## Tasks for this exercise
[A] In the Hampton Roads transportation passage, how long would the new Route 460 highway be?
[B] From the Hampton Roads transportation passage, extract the stretch from "A number of" through "Public-Private Transportation Act.".
[C] Write what comes next in the Hampton Roads transportation passage, picking up after its final sentence.

The Hampton Roads chapter of the Axis of Taxes is riding the wave of public frustration with traffic congestion to generate public support for higher regional taxes and big regional road projects. But two of the biggest projects topping the list of regional priorities — the Third Crossing and the U.S. 460 upgrade — won’t address traffic congestion at all: They are economic development projects. The purpose of this post is not to denigrate the economic development potential of either project — that’s an entirely separate issue — but to point out that many citizens in Hampton Roads are likely to be quite unhappy if they find themselves $200 million a year lighter in their wallets and still stuck in traffic.

A number of this blog’s readers have been making that very argument in the comments section. But the point was really driven home by numbers cited in a press release issued by the Coalition for Smarter Growth. Describing the U.S. 460 project as “a symbol of waste and misplaced priorities in our transportation program,” Executive Director Stewart Schwartz writes:

Route 460 would be a new 55-mile interstate equivalent highway between Suffolk and Petersburg. The cost of the road is currently estimated at $1.5 billion, but some estimates go to $1.9 billion. The state’s taxpayers would have to pay at least $1 billion toward a project that VDOT wants private toll-road builders to construct under the Public-Private Transportation Act.

Dataset excerpts on object pointing

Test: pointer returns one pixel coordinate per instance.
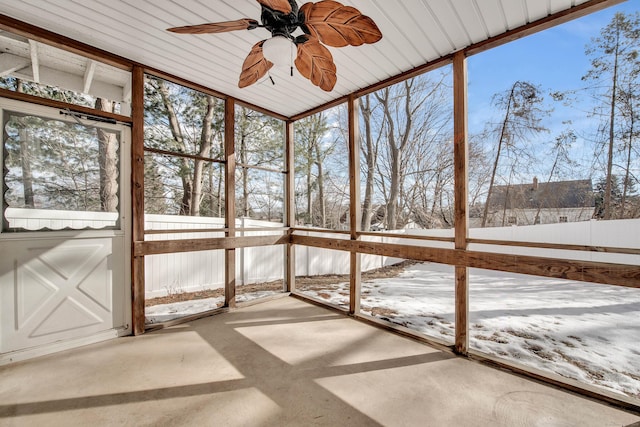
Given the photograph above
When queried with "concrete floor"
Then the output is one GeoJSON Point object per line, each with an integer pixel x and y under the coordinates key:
{"type": "Point", "coordinates": [280, 363]}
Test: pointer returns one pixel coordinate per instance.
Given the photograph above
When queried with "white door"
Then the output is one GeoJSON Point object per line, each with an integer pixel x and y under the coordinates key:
{"type": "Point", "coordinates": [65, 238]}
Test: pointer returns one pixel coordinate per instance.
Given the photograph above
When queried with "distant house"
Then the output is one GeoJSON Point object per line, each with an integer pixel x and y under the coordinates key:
{"type": "Point", "coordinates": [540, 203]}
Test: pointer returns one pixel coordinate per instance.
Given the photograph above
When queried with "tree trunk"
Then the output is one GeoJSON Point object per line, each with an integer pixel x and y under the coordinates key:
{"type": "Point", "coordinates": [370, 159]}
{"type": "Point", "coordinates": [206, 137]}
{"type": "Point", "coordinates": [629, 147]}
{"type": "Point", "coordinates": [321, 199]}
{"type": "Point", "coordinates": [612, 117]}
{"type": "Point", "coordinates": [503, 135]}
{"type": "Point", "coordinates": [176, 132]}
{"type": "Point", "coordinates": [108, 160]}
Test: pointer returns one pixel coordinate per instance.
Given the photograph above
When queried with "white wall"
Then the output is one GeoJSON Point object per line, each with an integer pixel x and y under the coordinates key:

## Responses
[A] 55 miles

[B]
A number of this blog’s readers have been making that very argument in the comments section. But the point was really driven home by numbers cited in a press release issued by the Coalition for Smarter Growth. Describing the U.S. 460 project as “a symbol of waste and misplaced priorities in our transportation program,” Executive Director Stewart Schwartz writes:

Route 460 would be a new 55-mile interstate equivalent highway between Suffolk and Petersburg. The cost of the road is currently estimated at $1.5 billion, but some estimates go to $1.9 billion. The state’s taxpayers would have to pay at least $1 billion toward a project that VDOT wants private toll-road builders to construct under the Public-Private Transportation Act.

[C]
The PPTA isn’t living up to the promises made by its boosters. This amounts to a substantial public subsidy…

Remarkably, the existing Route 460 is predicted in VDOT’s Environmental Impact Study to be at Level of Service A (free-flowing) in 2030, except in small towns with traffic lights. Today, the highway carries fewer than 10,000 vehicles per day compared to average daily traffic volumes on I-64 on the Peninsula of 43,000 to 80,000 vehicles per day in the Williamsburg area.

Says Schwartz: “Roads like 460 have been pushed through the [Commonwealth Transportation Board] process by VDOT and would make an early claim to both the $2 billion in bond funding and the increases in fees, taxes and tolls in the Hampton Roads region. This will siphon money away from real congestion problems within the metropolitan areas of the state.”